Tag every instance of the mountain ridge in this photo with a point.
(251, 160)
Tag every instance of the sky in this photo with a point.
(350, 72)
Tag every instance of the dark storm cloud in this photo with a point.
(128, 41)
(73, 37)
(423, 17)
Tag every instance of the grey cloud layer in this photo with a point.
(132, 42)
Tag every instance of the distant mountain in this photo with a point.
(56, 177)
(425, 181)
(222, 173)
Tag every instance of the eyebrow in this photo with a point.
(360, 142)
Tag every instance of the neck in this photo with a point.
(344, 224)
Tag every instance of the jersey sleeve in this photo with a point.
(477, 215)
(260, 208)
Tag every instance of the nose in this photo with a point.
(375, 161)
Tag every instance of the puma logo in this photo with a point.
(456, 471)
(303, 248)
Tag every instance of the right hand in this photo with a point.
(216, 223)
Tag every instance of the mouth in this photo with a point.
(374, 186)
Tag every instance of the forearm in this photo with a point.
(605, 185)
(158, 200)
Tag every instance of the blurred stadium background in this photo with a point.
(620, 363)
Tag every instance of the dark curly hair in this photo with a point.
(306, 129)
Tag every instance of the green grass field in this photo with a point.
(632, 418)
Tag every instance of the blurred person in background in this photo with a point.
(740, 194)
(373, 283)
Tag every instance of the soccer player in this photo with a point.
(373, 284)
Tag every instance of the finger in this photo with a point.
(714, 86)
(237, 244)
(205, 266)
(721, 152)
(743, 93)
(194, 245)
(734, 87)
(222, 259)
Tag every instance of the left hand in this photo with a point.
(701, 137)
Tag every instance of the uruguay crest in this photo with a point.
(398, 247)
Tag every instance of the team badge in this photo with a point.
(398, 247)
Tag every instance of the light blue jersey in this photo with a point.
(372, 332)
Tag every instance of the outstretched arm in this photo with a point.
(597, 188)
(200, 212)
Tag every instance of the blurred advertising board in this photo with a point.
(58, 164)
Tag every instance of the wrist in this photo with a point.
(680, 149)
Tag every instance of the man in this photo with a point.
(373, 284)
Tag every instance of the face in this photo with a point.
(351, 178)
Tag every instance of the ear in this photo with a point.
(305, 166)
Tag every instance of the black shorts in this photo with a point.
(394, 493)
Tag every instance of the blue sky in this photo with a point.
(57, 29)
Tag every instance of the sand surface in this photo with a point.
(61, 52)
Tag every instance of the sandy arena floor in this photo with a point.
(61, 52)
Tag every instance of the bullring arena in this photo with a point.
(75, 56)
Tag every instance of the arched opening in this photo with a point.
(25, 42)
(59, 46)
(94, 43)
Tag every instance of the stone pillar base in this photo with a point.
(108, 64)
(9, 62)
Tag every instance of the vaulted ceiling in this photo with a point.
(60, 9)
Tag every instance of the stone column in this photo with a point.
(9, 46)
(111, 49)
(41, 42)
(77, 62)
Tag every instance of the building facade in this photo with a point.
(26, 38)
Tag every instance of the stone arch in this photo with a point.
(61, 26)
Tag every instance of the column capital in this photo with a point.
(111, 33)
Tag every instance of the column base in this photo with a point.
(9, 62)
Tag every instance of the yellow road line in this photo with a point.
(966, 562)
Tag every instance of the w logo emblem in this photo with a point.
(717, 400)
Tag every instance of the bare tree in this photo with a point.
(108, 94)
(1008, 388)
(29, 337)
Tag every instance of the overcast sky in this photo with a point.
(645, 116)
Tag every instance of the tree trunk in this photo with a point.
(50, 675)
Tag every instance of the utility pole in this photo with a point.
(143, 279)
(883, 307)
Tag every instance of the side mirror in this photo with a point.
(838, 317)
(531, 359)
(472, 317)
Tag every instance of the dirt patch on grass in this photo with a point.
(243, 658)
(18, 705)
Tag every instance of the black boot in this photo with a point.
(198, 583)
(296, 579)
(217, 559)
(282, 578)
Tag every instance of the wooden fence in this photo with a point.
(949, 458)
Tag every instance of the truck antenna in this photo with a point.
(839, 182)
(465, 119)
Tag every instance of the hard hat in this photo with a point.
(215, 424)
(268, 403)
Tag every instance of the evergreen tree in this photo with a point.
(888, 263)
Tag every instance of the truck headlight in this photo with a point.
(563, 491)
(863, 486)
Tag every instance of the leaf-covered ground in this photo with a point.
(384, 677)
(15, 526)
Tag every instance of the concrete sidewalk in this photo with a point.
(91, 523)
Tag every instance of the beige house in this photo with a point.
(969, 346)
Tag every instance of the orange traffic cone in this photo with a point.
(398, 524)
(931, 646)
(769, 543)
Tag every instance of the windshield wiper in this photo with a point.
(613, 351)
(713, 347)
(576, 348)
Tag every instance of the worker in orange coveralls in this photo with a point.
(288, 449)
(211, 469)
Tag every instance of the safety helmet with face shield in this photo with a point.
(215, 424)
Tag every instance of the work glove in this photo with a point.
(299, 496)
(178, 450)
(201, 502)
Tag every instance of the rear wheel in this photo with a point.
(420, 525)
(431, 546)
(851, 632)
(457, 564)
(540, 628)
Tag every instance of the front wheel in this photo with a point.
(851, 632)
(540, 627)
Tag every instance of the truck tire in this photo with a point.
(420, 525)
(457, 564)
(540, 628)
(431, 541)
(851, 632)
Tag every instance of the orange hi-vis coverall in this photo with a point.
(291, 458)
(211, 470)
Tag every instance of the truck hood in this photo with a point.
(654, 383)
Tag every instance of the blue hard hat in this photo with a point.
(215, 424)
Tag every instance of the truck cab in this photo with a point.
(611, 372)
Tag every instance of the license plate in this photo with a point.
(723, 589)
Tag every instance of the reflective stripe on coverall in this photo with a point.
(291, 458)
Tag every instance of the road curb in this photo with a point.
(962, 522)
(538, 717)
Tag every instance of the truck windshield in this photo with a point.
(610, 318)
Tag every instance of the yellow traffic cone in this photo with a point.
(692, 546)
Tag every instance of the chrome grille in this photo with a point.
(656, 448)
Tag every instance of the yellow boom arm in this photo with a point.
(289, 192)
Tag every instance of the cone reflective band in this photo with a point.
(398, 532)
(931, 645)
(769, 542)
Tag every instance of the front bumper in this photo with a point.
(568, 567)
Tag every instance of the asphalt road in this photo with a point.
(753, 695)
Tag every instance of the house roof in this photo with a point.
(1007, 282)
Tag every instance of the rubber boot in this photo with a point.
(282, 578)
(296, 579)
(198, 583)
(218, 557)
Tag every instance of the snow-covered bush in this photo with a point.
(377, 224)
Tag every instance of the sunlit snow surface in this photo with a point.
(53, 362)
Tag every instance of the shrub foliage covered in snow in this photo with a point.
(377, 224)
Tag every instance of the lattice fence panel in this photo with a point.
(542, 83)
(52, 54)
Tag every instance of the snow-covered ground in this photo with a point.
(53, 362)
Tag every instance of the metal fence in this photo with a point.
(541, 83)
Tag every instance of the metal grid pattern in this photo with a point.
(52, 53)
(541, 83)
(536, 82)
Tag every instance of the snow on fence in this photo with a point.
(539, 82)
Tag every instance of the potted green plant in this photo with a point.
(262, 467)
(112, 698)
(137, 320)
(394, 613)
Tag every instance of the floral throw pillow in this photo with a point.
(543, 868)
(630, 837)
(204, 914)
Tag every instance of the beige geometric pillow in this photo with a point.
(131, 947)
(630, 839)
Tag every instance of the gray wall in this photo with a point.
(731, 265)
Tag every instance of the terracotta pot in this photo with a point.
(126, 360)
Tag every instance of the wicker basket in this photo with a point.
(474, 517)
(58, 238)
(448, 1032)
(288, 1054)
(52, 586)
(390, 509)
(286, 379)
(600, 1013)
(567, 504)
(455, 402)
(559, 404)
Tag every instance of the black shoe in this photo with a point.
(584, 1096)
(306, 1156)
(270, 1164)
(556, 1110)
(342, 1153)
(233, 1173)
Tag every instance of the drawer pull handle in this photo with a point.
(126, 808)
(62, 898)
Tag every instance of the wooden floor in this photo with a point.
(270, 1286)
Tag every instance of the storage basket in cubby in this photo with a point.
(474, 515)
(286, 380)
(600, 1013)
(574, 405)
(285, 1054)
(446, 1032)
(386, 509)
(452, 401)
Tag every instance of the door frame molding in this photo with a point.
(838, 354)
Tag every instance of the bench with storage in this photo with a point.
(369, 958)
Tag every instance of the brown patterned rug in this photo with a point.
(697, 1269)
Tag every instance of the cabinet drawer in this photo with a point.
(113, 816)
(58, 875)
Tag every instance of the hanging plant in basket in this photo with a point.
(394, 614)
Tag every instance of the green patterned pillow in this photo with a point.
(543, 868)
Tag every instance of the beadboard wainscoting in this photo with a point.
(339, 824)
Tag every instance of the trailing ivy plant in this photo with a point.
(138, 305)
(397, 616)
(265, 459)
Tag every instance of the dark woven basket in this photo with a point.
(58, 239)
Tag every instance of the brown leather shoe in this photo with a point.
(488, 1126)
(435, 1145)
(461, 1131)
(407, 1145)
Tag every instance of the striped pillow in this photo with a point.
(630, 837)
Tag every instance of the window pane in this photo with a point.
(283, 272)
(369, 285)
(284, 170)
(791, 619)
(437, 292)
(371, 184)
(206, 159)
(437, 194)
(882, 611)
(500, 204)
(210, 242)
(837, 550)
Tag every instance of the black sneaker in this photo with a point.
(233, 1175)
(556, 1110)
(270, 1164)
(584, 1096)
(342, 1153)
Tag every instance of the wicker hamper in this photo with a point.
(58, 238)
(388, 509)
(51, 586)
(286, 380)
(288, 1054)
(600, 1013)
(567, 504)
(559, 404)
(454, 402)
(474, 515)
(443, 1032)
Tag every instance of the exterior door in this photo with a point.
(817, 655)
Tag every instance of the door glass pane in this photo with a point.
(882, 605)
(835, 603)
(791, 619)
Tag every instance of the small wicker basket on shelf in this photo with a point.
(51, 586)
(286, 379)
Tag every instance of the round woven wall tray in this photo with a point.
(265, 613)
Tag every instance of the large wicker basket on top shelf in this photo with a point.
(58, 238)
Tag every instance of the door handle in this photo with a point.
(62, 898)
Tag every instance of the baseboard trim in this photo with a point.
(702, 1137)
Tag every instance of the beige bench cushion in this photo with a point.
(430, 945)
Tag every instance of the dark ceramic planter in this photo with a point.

++++++++++

WHAT IS BEING ASKED — Quote exactly the line containing "Tag every instance of the door glass" and every later line through the end of the listing, and no other lines.

ANSWER IN FULL —
Tag every instance of the door glass pane in this photo with a point.
(882, 605)
(835, 603)
(791, 619)
Tag every instance of the small wicker basket on shelf in this photo with a point.
(51, 586)
(286, 379)
Tag every instance of the round woven wall tray in this photo with a point.
(265, 613)
Tag every instance of the large wicker basket on top shelf in this photo with a point.
(58, 238)
Tag every instance of the door handle in this photo with a point.
(62, 898)
Tag every instance of the baseboard trim in this photo with a point.
(702, 1137)
Tag every instance of the beige bench cushion in this photo with a point.
(430, 945)
Tag every instance of the dark ceramic planter in this photo with a point.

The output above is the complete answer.